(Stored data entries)
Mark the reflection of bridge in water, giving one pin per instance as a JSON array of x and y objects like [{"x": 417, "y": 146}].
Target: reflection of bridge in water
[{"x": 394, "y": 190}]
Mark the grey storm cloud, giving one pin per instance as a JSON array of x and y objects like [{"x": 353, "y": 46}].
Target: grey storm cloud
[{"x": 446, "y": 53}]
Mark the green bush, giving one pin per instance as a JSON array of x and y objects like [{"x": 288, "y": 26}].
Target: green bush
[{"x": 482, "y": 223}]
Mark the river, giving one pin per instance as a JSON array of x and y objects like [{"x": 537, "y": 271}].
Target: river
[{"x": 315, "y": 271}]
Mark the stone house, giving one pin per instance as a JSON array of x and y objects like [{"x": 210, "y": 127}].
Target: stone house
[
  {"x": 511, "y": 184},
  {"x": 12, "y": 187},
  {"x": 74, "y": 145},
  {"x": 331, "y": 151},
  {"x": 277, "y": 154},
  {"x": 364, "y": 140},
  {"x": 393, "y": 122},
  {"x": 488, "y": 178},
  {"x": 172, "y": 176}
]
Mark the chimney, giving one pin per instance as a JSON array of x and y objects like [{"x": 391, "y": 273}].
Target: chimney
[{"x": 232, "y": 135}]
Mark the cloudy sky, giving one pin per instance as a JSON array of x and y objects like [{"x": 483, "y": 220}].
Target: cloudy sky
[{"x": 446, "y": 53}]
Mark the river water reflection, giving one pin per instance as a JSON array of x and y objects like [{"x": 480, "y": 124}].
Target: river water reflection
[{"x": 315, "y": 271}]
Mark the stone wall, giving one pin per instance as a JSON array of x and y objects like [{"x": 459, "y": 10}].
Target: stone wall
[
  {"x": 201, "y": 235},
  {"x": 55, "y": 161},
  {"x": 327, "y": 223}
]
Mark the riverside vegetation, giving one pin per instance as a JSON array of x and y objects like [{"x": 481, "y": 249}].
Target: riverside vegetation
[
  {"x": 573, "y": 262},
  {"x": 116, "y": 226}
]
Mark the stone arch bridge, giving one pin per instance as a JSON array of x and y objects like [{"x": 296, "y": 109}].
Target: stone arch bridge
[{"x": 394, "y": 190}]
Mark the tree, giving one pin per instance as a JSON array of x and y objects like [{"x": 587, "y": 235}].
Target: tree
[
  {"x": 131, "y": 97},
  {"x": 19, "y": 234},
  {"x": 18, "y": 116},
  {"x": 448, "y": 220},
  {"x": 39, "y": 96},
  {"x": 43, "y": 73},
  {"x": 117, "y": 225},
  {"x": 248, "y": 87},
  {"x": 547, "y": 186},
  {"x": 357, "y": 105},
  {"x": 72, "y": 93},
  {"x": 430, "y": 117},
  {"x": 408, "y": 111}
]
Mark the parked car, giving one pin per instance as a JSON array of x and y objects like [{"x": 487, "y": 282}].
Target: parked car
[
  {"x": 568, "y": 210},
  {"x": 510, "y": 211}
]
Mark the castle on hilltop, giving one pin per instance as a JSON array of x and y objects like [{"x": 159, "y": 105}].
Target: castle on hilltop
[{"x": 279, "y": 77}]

## Directions
Give back the records above exactly, limited to the lines between the one holding "Target: stone arch bridge" and the one holding "Mark the tree, giving", inclusive.

## Response to this exercise
Target: stone arch bridge
[{"x": 394, "y": 190}]
Mark the tree, giving one pin per instance as a JSON array of x and y objects like [{"x": 587, "y": 235}].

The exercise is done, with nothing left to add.